BEGIN Source excerpt

# can someone ID this algae for me pls?



## swifty1 (Oct 23, 2006)

Hi all,

Can someone shed some light on the brown 'growths' on the underside of my java fern leaves pls and advise how to get rid. They're brown and pointy and well stuck to the undersides.

i couldn't see any similar photo's but maybe I missed them. The second photo shows it I think in its early stages, at first I thought they were snails eggs but they seemed to resemble very closley the colour and texure of the growths and some are starting to sprout 'points'.



















Thanks


----------



## HeyPK (Jan 23, 2004)

Microsorum frequently reproduces vegetatively by growing little plantlets from the tips of its leaves.I think your Microsorum is growing some roots at the tips before the little leaves of the plantlets show up.

END Source excerpt

## [The tasks]
• a. Return the part of the java fern thread from "i couldn't see" to "to sprout 'points'.", word for word.
• b. In the java fern thread, how does Microsorum frequently reproduce?
• c. Continue the java fern thread from the point where it stops.

BEGIN Recorded information

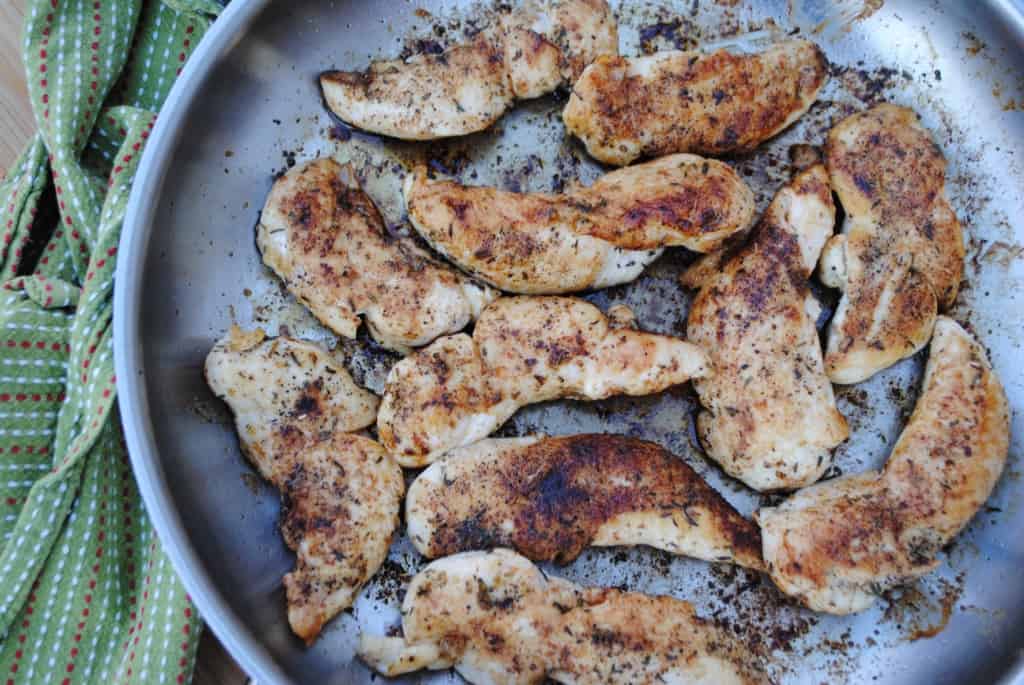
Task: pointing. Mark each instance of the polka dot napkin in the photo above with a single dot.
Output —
(86, 592)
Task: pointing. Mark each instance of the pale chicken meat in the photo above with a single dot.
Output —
(770, 416)
(899, 260)
(550, 498)
(525, 53)
(627, 108)
(523, 350)
(498, 619)
(323, 236)
(838, 545)
(588, 238)
(295, 407)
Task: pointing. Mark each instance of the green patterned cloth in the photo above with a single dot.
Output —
(86, 592)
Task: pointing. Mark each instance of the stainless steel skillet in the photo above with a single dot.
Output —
(247, 105)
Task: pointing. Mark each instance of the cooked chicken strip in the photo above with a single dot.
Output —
(500, 621)
(551, 498)
(523, 350)
(900, 258)
(588, 238)
(325, 238)
(770, 416)
(528, 52)
(294, 404)
(837, 545)
(627, 108)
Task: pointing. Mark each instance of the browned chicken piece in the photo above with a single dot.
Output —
(327, 241)
(770, 416)
(294, 405)
(900, 258)
(523, 350)
(498, 619)
(550, 498)
(593, 237)
(838, 545)
(627, 108)
(526, 53)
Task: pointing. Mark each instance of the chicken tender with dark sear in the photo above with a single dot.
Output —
(770, 416)
(294, 407)
(497, 618)
(627, 108)
(838, 545)
(323, 236)
(550, 498)
(523, 350)
(526, 53)
(899, 260)
(596, 237)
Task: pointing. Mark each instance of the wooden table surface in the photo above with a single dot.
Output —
(214, 666)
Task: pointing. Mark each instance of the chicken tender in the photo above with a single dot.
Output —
(549, 498)
(627, 108)
(593, 237)
(528, 52)
(770, 416)
(899, 260)
(323, 236)
(523, 350)
(294, 407)
(840, 544)
(499, 619)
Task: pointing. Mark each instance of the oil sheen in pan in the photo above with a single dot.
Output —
(901, 52)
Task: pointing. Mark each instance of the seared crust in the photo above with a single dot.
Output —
(327, 241)
(525, 54)
(627, 108)
(548, 244)
(837, 545)
(498, 618)
(550, 498)
(341, 493)
(523, 350)
(900, 259)
(770, 416)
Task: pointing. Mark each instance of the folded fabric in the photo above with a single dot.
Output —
(86, 592)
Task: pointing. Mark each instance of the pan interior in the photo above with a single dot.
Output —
(259, 112)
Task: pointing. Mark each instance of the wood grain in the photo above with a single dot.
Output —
(213, 665)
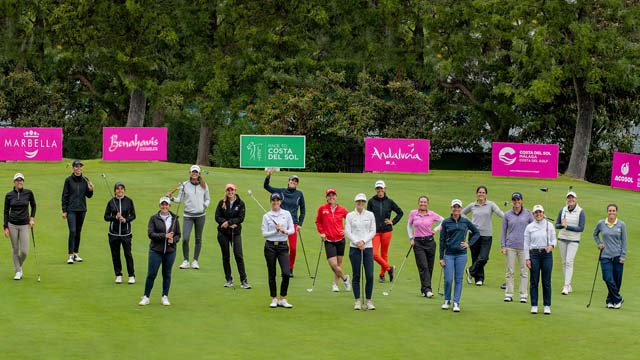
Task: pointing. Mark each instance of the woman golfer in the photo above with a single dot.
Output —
(539, 241)
(453, 252)
(360, 228)
(18, 220)
(120, 212)
(420, 229)
(481, 210)
(164, 232)
(570, 221)
(229, 216)
(277, 225)
(611, 236)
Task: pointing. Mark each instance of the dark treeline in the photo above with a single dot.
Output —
(461, 73)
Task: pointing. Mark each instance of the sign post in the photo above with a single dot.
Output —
(264, 151)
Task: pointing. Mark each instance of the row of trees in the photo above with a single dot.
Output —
(461, 73)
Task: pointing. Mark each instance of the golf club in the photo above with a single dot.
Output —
(395, 279)
(594, 279)
(35, 251)
(315, 275)
(305, 253)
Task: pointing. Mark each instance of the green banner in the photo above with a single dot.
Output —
(265, 151)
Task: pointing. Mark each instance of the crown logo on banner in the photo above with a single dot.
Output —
(31, 134)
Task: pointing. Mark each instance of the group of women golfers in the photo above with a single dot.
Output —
(527, 237)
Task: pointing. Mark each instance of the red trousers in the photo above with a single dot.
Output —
(381, 250)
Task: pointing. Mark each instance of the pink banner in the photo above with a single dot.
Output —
(525, 160)
(134, 143)
(31, 144)
(625, 171)
(400, 155)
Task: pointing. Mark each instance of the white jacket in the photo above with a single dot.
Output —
(360, 226)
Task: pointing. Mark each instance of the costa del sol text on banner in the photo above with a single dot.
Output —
(279, 151)
(524, 160)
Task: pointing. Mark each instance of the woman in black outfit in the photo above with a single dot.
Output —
(229, 216)
(120, 212)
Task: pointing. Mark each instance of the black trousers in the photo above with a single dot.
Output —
(480, 256)
(424, 249)
(114, 243)
(277, 251)
(236, 242)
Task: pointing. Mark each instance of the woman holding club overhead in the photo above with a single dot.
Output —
(360, 228)
(481, 210)
(19, 215)
(120, 212)
(229, 216)
(453, 252)
(277, 225)
(570, 221)
(610, 235)
(77, 188)
(164, 232)
(539, 242)
(195, 194)
(421, 231)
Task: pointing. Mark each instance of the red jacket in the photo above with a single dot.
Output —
(330, 222)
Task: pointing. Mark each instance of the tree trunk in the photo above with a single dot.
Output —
(137, 108)
(204, 144)
(157, 118)
(582, 139)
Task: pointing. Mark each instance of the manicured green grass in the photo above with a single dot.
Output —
(77, 311)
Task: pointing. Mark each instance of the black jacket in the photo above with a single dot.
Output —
(123, 206)
(157, 231)
(381, 209)
(16, 207)
(234, 215)
(74, 192)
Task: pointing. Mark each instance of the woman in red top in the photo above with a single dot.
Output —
(329, 222)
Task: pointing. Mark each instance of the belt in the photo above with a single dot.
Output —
(276, 243)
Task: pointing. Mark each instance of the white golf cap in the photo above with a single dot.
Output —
(361, 197)
(538, 208)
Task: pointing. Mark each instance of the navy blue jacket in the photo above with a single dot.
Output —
(453, 233)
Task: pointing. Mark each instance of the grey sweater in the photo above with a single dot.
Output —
(614, 239)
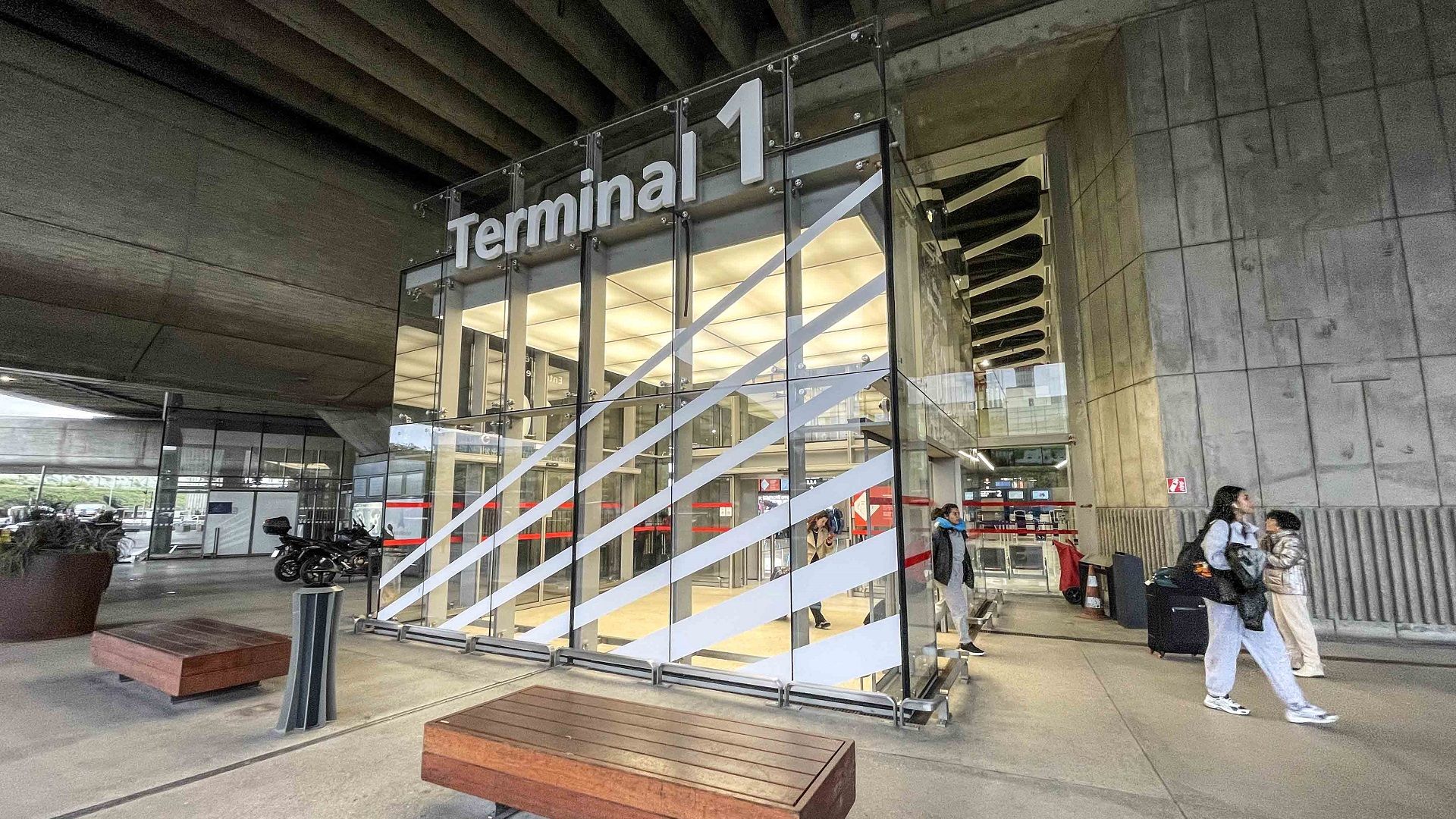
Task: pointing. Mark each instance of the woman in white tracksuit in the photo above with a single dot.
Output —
(1228, 523)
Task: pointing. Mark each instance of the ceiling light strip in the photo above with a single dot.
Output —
(843, 388)
(829, 318)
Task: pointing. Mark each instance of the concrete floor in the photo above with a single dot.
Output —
(1047, 727)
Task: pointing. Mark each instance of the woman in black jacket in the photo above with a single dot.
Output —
(951, 564)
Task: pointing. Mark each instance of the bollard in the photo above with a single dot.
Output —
(309, 700)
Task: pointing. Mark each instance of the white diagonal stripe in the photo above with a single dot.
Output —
(852, 654)
(680, 417)
(843, 388)
(679, 343)
(868, 474)
(840, 572)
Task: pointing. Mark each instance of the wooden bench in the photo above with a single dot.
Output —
(191, 656)
(571, 755)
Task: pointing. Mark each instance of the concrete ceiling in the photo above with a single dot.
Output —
(453, 88)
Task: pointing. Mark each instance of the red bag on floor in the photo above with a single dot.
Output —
(1071, 560)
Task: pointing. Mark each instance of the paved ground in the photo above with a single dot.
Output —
(1057, 726)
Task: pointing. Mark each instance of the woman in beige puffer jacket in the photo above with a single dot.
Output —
(1286, 576)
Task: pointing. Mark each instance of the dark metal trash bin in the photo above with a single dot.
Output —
(1128, 591)
(309, 700)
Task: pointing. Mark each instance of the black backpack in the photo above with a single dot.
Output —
(1196, 576)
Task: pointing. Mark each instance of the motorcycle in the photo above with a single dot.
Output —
(287, 556)
(321, 564)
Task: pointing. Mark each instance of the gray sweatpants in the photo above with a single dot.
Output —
(952, 596)
(1220, 662)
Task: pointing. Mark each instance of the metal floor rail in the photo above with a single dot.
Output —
(777, 691)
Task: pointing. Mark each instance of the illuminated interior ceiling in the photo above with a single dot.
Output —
(639, 302)
(417, 353)
(995, 223)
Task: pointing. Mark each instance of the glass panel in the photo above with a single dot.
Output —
(836, 286)
(737, 242)
(915, 522)
(843, 491)
(717, 556)
(417, 344)
(536, 512)
(324, 457)
(406, 512)
(484, 302)
(548, 278)
(837, 85)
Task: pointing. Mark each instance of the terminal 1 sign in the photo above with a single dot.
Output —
(601, 203)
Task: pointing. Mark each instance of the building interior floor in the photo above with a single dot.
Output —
(1062, 717)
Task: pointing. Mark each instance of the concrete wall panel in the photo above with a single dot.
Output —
(1401, 438)
(1203, 206)
(1337, 422)
(1229, 453)
(1430, 264)
(1187, 66)
(1120, 340)
(1266, 343)
(58, 265)
(1139, 334)
(1145, 400)
(1357, 153)
(1248, 153)
(1341, 47)
(1130, 447)
(1440, 28)
(1213, 308)
(1183, 439)
(1282, 433)
(1397, 41)
(1101, 344)
(1156, 190)
(1288, 52)
(1420, 167)
(1234, 41)
(1168, 312)
(329, 240)
(1111, 242)
(83, 164)
(1299, 134)
(1111, 452)
(1147, 105)
(1440, 395)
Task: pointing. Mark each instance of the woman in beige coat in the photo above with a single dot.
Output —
(1286, 576)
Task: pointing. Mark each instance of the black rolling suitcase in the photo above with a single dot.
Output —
(1177, 621)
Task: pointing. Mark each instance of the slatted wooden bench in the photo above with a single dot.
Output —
(568, 755)
(185, 657)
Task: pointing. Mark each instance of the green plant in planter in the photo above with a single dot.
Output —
(57, 535)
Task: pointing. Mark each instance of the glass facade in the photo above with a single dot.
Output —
(686, 390)
(223, 474)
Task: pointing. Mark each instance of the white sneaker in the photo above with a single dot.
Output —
(1225, 704)
(1310, 714)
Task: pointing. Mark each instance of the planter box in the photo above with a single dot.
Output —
(57, 596)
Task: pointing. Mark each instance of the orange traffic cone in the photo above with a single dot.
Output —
(1092, 602)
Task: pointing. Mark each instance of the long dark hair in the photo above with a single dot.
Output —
(1223, 502)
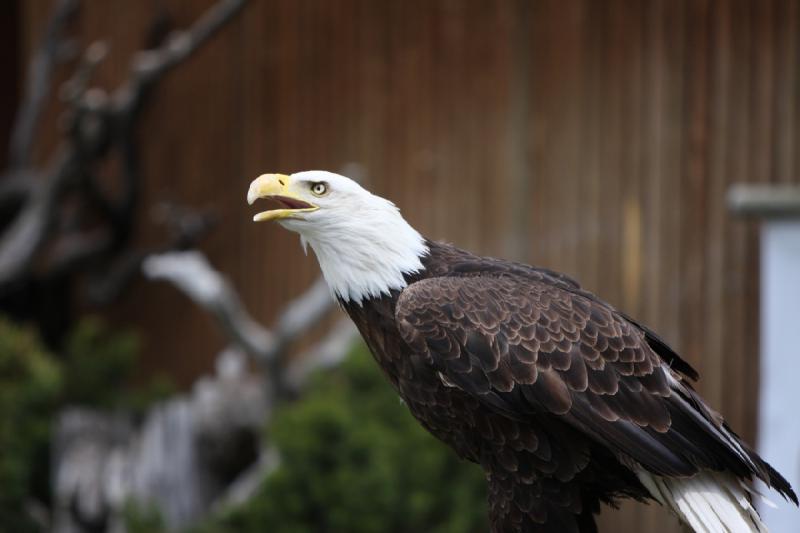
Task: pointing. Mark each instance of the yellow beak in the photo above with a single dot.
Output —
(282, 189)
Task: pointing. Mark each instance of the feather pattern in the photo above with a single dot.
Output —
(565, 401)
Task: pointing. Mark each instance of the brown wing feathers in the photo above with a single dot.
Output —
(541, 347)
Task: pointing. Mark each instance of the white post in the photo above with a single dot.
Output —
(779, 405)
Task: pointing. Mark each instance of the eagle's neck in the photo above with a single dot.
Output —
(369, 259)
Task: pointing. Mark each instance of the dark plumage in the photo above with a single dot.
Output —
(563, 400)
(555, 393)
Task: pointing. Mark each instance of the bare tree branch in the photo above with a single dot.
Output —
(37, 86)
(98, 122)
(191, 273)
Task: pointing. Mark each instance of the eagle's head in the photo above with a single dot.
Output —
(364, 246)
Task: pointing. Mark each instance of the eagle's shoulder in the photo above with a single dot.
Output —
(447, 261)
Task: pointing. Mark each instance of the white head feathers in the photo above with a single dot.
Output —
(363, 244)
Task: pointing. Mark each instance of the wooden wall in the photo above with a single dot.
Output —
(597, 138)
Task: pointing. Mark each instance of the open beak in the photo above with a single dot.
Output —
(279, 188)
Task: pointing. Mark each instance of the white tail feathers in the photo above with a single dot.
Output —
(709, 502)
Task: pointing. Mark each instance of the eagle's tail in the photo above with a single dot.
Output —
(708, 502)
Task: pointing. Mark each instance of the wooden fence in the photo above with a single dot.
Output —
(597, 138)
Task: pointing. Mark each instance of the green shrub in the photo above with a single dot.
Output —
(29, 388)
(99, 364)
(353, 460)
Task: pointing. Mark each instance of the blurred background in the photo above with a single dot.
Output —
(166, 364)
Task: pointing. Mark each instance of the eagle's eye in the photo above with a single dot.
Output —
(319, 188)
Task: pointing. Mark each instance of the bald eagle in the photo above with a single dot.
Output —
(564, 401)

END Recorded information

## [Responses to the tasks]
• a.
i couldn't see any similar photo's but maybe I missed them. The second photo shows it I think in its early stages, at first I thought they were snails eggs but they seemed to resemble very closley the colour and texure of the growths and some are starting to sprout 'points'.

• b. It reproduces vegetatively by growing little plantlets from the tips of its leaves.

• c.
----------



## ranmasatome (Aug 5, 2005)

yup.. its not algae.. your plant is growing..


----------



## swifty1 (Oct 23, 2006)

OMG - no wonder I couldn't find it! 

that'll be interesting to see what they look like when they grow - I envisage a fern growning at the tip of a fern?  is that what it looks like?


----------



## swifty1 (Oct 23, 2006)

also, if it grows do i seperate it from the leaf?


----------



## HeyPK (Jan 23, 2004)

No hurriy in separating. Wait until it becomes loose or at least until it has several leaves.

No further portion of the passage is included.